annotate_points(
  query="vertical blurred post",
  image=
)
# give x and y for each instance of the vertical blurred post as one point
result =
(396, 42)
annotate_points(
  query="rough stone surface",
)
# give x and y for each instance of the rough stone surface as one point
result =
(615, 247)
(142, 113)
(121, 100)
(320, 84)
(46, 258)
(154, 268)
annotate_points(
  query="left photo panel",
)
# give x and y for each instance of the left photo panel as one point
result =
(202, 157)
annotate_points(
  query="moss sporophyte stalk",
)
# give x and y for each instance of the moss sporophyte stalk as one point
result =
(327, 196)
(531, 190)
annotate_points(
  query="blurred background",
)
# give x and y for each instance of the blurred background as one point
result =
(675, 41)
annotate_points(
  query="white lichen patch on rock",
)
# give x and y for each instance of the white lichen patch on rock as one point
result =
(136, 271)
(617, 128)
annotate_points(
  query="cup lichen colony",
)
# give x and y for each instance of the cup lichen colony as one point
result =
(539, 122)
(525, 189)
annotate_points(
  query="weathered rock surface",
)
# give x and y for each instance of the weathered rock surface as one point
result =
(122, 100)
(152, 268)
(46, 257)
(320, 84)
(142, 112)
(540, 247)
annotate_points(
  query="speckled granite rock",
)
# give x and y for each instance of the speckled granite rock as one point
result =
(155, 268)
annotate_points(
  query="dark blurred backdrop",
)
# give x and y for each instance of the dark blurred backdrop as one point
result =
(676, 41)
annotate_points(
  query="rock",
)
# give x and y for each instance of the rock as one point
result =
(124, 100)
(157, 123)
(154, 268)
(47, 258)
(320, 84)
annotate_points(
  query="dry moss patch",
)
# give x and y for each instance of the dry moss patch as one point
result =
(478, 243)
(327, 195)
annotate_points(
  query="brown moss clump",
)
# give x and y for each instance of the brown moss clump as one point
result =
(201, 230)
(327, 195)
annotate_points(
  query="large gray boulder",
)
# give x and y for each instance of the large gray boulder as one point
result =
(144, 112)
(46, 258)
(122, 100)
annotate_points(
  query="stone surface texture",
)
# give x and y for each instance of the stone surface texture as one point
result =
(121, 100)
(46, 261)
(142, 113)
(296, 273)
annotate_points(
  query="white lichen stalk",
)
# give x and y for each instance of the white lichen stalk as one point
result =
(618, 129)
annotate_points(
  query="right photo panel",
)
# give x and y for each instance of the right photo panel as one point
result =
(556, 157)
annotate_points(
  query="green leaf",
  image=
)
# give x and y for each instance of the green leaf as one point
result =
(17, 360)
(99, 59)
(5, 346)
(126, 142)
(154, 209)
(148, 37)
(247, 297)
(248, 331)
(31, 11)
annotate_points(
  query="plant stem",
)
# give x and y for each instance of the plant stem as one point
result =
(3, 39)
● ● ● ● ● ● ●
> _PROBLEM REQUIREMENTS_: In the records above, locate every line with the string "stem" and copy it.

> _TASK RESPONSE_:
  query="plant stem",
# give x and y for each instance of the plant stem as one point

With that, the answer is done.